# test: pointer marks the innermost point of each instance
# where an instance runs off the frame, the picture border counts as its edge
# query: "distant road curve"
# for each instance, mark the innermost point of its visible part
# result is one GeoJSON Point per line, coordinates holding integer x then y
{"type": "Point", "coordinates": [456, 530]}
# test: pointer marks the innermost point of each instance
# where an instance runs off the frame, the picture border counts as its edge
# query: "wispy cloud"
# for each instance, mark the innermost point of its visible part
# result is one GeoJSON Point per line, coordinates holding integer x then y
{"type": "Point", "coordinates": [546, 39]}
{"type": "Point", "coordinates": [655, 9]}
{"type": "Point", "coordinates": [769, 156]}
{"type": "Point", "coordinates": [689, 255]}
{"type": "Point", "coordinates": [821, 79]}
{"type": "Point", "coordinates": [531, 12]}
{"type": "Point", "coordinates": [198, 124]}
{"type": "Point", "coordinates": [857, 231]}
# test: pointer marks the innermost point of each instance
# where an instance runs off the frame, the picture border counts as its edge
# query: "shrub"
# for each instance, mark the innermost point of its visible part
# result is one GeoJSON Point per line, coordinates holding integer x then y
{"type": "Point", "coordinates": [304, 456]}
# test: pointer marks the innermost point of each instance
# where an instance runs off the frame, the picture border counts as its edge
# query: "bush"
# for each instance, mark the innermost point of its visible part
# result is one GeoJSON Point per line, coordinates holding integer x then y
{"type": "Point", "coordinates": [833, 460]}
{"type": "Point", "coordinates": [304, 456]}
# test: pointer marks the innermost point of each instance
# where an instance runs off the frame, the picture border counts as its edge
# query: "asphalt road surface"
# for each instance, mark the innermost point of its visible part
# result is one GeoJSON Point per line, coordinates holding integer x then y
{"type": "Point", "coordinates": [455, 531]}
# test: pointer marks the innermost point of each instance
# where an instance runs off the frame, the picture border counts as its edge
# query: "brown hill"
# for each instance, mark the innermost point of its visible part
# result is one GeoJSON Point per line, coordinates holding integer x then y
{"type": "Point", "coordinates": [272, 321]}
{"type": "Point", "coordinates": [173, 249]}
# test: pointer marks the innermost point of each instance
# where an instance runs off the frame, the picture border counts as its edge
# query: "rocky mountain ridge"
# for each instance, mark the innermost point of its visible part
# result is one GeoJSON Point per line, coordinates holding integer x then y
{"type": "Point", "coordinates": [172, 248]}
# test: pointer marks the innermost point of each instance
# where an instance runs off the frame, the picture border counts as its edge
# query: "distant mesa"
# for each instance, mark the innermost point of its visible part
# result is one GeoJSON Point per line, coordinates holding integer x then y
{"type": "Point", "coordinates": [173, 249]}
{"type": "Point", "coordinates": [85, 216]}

+++++

ASSIGNED TASK —
The expected response is the full set of records, reproduced exactly.

ANSWER TO THIS PROBLEM —
# test: pointer marks the innermost point of each instance
# where an instance runs off the frame, the picture border counts as its edge
# query: "distant road curve"
# for each instance, mark the innermost point of its visible part
# result is one GeoJSON Point per line, coordinates holding integer x then y
{"type": "Point", "coordinates": [456, 530]}
# test: pointer marks the innermost point of each instance
# where an instance runs off the frame, the picture border counts as its edge
# query: "wispy cloud"
# for each instance, mark the innermost point of its visible part
# result is one GeoJSON Point per line, coordinates holding integer x then y
{"type": "Point", "coordinates": [546, 39]}
{"type": "Point", "coordinates": [655, 9]}
{"type": "Point", "coordinates": [769, 156]}
{"type": "Point", "coordinates": [689, 255]}
{"type": "Point", "coordinates": [821, 79]}
{"type": "Point", "coordinates": [531, 12]}
{"type": "Point", "coordinates": [198, 124]}
{"type": "Point", "coordinates": [857, 231]}
# test: pointer marks the innermost point of each instance
# where an instance runs off the frame, the picture border counts as its edge
# query: "shrub"
# for each instance, mark the innermost point of its visible part
# result is one GeoJSON Point per line, coordinates holding integer x then y
{"type": "Point", "coordinates": [304, 456]}
# test: pointer marks the innermost point of each instance
# where an instance runs off the frame, the picture border counts as its edge
# query: "bush"
# for each instance, mark the innermost point of its visible part
# result is one GeoJSON Point per line, coordinates holding integer x then y
{"type": "Point", "coordinates": [833, 460]}
{"type": "Point", "coordinates": [304, 456]}
# test: pointer marks the innermost point of each instance
# where an instance runs off the frame, the picture border counts as its edge
# query: "asphalt road surface"
# for each instance, mark the innermost point of its visible part
# result is one GeoJSON Point per line, coordinates holding integer x then y
{"type": "Point", "coordinates": [455, 531]}
# test: pointer marks the innermost point of each instance
# where an instance runs off the frame, the picture border counts as its edge
# query: "brown hill"
# for each instance, mark the innermost point of its visible part
# result is one GeoJSON Point per line, coordinates holding integer x then y
{"type": "Point", "coordinates": [272, 321]}
{"type": "Point", "coordinates": [173, 249]}
# test: pointer marks the innermost point of each instance
# where an instance runs off the frame, the picture border counts as its edge
# query: "rocky mountain ridge"
# for each instance, mark the innermost point of its visible part
# result is one GeoJSON Point per line, coordinates holding integer x then y
{"type": "Point", "coordinates": [172, 248]}
# test: pointer marks the innermost point of each instance
# where an instance runs off the frame, the picture border counts as its edge
# query: "distant mesa"
# for each instance, mark the innermost point of its visible part
# result is one GeoJSON Point per line, coordinates holding integer x then y
{"type": "Point", "coordinates": [173, 249]}
{"type": "Point", "coordinates": [85, 216]}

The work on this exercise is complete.